= What you need to do =
Format the part of the rows below that opens with the line containing "shirt</item>. Each instance gets its own outline." and closes with the line containing "99], [21, 98]]]" as a Markdown table with the columns No. and Line, pairing each line with a sequential number and omitting blank lines.

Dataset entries
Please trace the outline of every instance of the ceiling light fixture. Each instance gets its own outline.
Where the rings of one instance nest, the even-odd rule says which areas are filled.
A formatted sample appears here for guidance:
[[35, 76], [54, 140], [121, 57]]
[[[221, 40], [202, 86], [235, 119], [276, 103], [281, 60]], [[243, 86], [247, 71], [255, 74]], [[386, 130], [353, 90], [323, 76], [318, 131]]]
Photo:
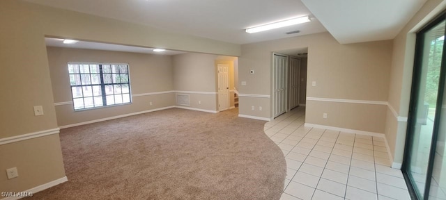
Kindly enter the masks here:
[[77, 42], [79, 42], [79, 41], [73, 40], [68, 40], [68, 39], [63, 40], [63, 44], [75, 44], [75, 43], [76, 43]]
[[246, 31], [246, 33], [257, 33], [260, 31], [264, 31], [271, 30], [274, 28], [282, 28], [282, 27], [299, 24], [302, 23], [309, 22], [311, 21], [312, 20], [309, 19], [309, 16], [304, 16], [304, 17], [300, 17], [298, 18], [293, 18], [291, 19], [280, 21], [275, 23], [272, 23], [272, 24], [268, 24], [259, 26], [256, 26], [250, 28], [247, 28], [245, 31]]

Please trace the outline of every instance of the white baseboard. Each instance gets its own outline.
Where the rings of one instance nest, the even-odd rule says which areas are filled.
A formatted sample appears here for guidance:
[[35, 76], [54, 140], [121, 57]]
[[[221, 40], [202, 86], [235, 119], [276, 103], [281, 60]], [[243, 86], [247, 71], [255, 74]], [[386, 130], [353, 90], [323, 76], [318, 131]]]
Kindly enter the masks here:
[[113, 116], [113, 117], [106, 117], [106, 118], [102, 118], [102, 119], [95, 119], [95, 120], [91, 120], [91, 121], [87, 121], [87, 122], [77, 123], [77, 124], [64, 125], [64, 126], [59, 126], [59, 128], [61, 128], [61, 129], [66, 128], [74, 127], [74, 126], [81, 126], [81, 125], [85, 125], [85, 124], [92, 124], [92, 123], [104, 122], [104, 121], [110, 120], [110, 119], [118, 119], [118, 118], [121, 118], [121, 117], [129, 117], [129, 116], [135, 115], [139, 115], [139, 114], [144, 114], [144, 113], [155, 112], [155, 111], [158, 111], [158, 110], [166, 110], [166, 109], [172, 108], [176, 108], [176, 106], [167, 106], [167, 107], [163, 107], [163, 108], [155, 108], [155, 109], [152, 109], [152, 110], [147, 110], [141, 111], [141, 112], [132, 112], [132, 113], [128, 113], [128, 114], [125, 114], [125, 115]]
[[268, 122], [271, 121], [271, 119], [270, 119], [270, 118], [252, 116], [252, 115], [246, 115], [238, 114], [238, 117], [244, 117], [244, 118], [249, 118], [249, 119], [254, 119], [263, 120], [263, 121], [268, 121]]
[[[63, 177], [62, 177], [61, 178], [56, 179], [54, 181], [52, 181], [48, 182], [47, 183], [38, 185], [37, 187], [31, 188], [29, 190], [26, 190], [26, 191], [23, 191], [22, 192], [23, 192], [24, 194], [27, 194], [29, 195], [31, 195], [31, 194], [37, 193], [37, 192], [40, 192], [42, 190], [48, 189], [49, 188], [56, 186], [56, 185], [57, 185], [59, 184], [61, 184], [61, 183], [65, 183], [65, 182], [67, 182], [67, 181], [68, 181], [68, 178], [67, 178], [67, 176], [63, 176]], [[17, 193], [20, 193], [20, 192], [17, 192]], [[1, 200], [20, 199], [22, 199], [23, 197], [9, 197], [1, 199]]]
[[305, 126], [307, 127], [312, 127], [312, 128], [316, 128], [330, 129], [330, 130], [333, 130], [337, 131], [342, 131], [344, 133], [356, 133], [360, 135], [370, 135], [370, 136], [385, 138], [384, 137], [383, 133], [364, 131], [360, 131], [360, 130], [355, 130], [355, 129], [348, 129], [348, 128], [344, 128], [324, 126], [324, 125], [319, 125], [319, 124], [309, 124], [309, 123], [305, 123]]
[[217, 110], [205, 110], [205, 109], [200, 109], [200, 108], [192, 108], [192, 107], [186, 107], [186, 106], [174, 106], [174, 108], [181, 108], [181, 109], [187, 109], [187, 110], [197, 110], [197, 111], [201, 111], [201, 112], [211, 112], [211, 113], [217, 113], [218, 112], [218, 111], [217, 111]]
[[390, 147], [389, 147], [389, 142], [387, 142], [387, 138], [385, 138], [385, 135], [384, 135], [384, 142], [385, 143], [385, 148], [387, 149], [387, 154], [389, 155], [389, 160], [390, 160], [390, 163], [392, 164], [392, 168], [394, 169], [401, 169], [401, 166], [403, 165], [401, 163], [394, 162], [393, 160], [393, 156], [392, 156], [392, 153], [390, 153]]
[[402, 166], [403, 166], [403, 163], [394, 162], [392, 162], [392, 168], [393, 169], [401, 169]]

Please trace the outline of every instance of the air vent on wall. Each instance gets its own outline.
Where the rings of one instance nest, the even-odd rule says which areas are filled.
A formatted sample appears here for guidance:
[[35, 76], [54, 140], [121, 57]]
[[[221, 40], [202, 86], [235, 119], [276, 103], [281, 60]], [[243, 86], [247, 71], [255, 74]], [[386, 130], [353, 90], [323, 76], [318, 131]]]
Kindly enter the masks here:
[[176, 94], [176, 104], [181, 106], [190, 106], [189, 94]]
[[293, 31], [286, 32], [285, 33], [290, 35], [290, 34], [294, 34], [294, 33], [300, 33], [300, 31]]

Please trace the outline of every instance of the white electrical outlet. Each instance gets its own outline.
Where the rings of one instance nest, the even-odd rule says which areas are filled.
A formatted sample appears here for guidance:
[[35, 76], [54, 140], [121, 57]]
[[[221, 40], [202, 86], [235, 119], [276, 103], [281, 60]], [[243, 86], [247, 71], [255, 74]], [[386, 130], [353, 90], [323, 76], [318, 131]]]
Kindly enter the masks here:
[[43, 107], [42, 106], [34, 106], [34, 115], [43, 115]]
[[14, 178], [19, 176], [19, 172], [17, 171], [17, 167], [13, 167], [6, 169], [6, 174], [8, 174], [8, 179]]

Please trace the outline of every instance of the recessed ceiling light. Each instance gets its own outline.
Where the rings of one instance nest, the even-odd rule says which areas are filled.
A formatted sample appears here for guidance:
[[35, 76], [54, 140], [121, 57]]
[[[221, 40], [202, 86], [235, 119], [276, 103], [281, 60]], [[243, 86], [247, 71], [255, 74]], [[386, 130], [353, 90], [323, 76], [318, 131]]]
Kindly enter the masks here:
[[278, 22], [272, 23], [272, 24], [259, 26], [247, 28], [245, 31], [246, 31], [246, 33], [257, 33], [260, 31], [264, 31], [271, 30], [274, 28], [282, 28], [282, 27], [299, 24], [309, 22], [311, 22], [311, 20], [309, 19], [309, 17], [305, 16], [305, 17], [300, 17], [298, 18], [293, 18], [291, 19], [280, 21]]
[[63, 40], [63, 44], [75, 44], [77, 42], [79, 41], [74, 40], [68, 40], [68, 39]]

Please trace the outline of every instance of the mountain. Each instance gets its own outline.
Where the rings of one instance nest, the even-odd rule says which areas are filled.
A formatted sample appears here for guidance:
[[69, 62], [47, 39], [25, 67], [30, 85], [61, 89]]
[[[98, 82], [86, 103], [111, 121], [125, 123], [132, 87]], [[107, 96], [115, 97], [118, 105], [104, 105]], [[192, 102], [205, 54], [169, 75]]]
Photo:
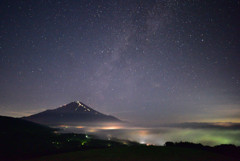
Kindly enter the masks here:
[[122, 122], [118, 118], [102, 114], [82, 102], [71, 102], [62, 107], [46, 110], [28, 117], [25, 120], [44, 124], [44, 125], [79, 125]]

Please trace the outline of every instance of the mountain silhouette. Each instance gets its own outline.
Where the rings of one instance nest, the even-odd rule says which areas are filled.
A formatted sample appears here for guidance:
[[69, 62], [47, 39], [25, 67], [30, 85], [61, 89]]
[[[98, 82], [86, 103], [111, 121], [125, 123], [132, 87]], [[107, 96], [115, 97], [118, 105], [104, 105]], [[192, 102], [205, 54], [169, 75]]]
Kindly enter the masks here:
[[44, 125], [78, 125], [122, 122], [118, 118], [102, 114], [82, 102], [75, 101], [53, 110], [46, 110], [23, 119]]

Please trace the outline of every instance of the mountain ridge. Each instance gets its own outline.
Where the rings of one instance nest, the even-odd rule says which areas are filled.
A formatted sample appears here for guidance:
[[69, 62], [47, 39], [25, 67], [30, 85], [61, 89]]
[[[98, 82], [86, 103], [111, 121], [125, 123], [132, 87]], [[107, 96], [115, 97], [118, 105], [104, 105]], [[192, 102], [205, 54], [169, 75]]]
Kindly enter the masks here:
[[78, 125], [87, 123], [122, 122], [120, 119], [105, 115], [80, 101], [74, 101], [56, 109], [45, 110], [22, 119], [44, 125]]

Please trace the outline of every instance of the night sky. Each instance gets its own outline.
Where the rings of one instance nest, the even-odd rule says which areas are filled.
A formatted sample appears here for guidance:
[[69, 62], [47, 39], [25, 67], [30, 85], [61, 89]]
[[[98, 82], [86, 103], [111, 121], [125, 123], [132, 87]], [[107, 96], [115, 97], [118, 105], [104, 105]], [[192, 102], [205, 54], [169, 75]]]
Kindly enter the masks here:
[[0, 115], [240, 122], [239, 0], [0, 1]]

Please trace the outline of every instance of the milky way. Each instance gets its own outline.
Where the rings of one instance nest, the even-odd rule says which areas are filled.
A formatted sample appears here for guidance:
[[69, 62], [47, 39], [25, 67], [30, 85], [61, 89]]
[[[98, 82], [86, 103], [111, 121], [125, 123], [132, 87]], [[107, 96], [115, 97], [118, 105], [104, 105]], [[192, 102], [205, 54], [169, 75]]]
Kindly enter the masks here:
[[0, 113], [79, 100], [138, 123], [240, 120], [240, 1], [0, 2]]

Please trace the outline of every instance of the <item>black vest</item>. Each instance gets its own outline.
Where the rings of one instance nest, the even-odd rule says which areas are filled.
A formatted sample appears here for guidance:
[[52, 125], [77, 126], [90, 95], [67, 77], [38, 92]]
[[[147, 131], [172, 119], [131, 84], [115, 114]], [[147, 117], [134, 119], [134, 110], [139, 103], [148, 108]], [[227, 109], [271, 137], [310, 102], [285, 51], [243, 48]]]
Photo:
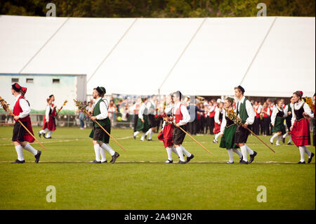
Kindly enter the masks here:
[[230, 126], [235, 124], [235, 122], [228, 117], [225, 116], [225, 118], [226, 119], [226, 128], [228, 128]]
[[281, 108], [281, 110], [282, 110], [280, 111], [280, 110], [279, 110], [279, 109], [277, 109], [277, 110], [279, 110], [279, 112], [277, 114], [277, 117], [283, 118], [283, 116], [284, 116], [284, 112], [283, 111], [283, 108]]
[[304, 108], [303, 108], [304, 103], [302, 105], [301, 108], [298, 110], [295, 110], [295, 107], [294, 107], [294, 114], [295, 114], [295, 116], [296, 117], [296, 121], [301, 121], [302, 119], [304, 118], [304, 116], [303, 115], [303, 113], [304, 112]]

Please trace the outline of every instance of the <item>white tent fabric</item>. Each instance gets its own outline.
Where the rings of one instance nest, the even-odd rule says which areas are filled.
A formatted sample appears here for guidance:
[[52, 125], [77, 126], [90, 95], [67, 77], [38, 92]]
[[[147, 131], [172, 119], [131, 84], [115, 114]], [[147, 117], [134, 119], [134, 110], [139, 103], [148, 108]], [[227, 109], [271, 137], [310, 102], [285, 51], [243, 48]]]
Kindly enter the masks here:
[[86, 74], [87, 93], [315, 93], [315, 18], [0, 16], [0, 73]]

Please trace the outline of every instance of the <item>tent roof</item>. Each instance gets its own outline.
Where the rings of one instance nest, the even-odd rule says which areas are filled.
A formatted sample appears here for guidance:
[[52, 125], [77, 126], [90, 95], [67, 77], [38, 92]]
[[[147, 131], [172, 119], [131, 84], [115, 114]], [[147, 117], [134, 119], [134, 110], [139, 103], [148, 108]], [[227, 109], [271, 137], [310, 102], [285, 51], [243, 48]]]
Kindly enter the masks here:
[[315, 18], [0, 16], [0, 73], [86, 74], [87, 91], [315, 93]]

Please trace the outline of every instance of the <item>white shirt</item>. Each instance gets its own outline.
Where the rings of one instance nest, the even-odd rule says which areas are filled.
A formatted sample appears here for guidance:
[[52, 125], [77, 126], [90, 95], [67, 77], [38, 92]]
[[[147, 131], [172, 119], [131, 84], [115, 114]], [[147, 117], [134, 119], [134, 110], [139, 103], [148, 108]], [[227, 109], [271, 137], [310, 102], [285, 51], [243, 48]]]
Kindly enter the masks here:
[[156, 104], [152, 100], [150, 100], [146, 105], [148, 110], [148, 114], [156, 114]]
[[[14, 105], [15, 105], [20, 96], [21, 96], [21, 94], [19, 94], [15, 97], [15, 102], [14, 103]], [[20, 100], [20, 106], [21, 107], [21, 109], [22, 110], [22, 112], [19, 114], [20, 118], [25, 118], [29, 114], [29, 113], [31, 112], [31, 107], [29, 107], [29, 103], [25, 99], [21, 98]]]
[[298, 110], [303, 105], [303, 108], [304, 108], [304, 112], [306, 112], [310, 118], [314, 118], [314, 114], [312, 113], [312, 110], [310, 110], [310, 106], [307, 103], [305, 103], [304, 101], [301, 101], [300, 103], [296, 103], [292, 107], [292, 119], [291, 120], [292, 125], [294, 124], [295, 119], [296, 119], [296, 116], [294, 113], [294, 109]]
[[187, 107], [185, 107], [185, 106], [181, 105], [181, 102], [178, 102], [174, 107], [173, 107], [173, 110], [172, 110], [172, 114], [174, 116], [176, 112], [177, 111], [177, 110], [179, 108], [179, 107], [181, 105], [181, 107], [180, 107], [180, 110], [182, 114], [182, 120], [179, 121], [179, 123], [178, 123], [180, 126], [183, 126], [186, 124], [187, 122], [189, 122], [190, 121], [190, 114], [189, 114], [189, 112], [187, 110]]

= Solution below =
| No. | Line |
|---|---|
| 1 | Please trace the outline of every instance of the <item>white shirt</item>. Each instance gets its own outline. |
| 2 | Where the rings of one instance nest, the even-odd rule says which areas are filled. |
| 3 | A formatted sample appears here for guidance: |
| 4 | [[52, 125], [77, 126], [90, 95], [67, 77], [38, 92]] |
| 5 | [[[147, 131], [172, 119], [131, 84], [115, 114]], [[147, 117], [134, 119], [134, 110], [139, 103], [148, 108]], [[227, 109], [271, 137], [310, 102], [285, 51], [243, 48]]] |
| 6 | Kindly enter the masks here: |
| 7 | [[156, 104], [152, 100], [150, 100], [146, 105], [148, 110], [148, 114], [156, 114]] |
| 8 | [[[14, 105], [15, 105], [20, 96], [21, 96], [21, 94], [19, 94], [15, 97], [15, 102], [14, 103]], [[20, 100], [20, 106], [21, 107], [21, 109], [22, 110], [22, 112], [19, 114], [20, 118], [25, 118], [29, 114], [29, 113], [31, 112], [31, 107], [29, 107], [29, 103], [25, 99], [21, 98]]] |